■ **Stored items**
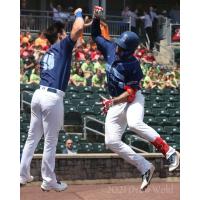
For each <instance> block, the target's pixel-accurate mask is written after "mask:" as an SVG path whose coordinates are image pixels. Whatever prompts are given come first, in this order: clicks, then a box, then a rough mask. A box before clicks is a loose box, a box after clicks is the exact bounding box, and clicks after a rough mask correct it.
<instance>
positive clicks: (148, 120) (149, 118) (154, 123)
mask: <svg viewBox="0 0 200 200" xmlns="http://www.w3.org/2000/svg"><path fill="white" fill-rule="evenodd" d="M144 123H146V124H148V125H157V122H156V121H155V118H154V117H152V116H144Z"/></svg>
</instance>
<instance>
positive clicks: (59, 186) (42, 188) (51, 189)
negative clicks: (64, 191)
mask: <svg viewBox="0 0 200 200" xmlns="http://www.w3.org/2000/svg"><path fill="white" fill-rule="evenodd" d="M67 187H68V186H67V184H66V183H62V182H59V181H57V183H55V184H53V185H46V184H44V183H42V185H41V189H42V191H43V192H49V191H50V190H55V191H56V192H61V191H64V190H65V189H67Z"/></svg>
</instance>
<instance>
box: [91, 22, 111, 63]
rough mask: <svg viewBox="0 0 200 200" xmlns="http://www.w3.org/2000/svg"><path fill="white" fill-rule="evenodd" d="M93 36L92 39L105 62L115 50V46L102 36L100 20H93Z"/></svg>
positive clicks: (108, 40) (92, 24)
mask: <svg viewBox="0 0 200 200" xmlns="http://www.w3.org/2000/svg"><path fill="white" fill-rule="evenodd" d="M91 34H92V39H93V40H94V41H95V43H96V44H97V48H98V50H99V51H101V53H102V54H103V56H104V58H105V60H107V59H108V52H109V51H110V50H111V49H112V48H113V44H112V43H111V42H110V41H109V40H106V39H105V38H104V37H103V36H102V35H101V29H100V19H94V20H93V23H92V31H91Z"/></svg>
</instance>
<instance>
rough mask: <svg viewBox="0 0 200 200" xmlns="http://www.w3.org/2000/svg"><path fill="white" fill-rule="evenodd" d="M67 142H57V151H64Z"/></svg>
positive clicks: (56, 152)
mask: <svg viewBox="0 0 200 200" xmlns="http://www.w3.org/2000/svg"><path fill="white" fill-rule="evenodd" d="M65 148H66V147H65V144H64V143H59V142H58V144H57V149H56V153H62V152H63V150H64V149H65Z"/></svg>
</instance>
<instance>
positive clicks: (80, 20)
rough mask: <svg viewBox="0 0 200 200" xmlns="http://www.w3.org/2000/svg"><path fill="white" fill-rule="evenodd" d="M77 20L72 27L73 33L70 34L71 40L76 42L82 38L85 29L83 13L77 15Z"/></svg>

■ **What to work on**
Set down all the data again exactly as above, pictures excluded.

■ **Answer box**
For each <instance> block, the target's pixel-accurate mask is written after "mask:" as an SVG path whose coordinates are image pixels. Whatever prompts are given come first, in this order: clicks, then a box, then a rough mask. A box before clicks is a loose box, a box after clicks is the exact bounding box, and clicks after a rough mask correct it.
<instance>
positive clicks: (148, 120) (149, 118) (154, 123)
mask: <svg viewBox="0 0 200 200" xmlns="http://www.w3.org/2000/svg"><path fill="white" fill-rule="evenodd" d="M144 123H146V124H148V125H157V122H156V121H155V118H154V117H152V116H144Z"/></svg>
</instance>
<instance>
positive clicks: (59, 186) (42, 188) (51, 189)
negative clicks: (64, 191)
mask: <svg viewBox="0 0 200 200" xmlns="http://www.w3.org/2000/svg"><path fill="white" fill-rule="evenodd" d="M67 187H68V186H67V184H66V183H62V182H59V181H57V183H55V184H53V185H46V184H44V183H42V185H41V189H42V191H43V192H49V191H50V190H55V191H56V192H61V191H64V190H65V189H67Z"/></svg>
</instance>
<instance>
box: [91, 22, 111, 63]
rough mask: <svg viewBox="0 0 200 200" xmlns="http://www.w3.org/2000/svg"><path fill="white" fill-rule="evenodd" d="M93 36L92 39L105 62L115 50V46L102 36L100 20H93Z"/></svg>
positive clicks: (108, 40) (92, 24)
mask: <svg viewBox="0 0 200 200" xmlns="http://www.w3.org/2000/svg"><path fill="white" fill-rule="evenodd" d="M91 34H92V39H93V40H94V41H95V43H96V44H97V48H98V50H99V51H101V53H102V54H103V56H104V58H105V60H107V59H108V52H109V51H110V50H111V49H112V48H113V44H112V43H111V42H110V41H109V40H106V39H105V38H104V37H103V36H102V35H101V29H100V19H94V20H93V23H92V31H91Z"/></svg>
</instance>
<instance>
rough mask: <svg viewBox="0 0 200 200" xmlns="http://www.w3.org/2000/svg"><path fill="white" fill-rule="evenodd" d="M67 142H57V151H64Z"/></svg>
positive clicks: (56, 152)
mask: <svg viewBox="0 0 200 200" xmlns="http://www.w3.org/2000/svg"><path fill="white" fill-rule="evenodd" d="M65 148H66V147H65V144H64V143H59V142H58V144H57V149H56V153H62V152H63V150H64V149H65Z"/></svg>
</instance>
<instance>
positive clicks: (80, 20)
rough mask: <svg viewBox="0 0 200 200" xmlns="http://www.w3.org/2000/svg"><path fill="white" fill-rule="evenodd" d="M77 20L72 27L73 33L70 34L71 40L76 42L82 38L85 29L83 13L77 15Z"/></svg>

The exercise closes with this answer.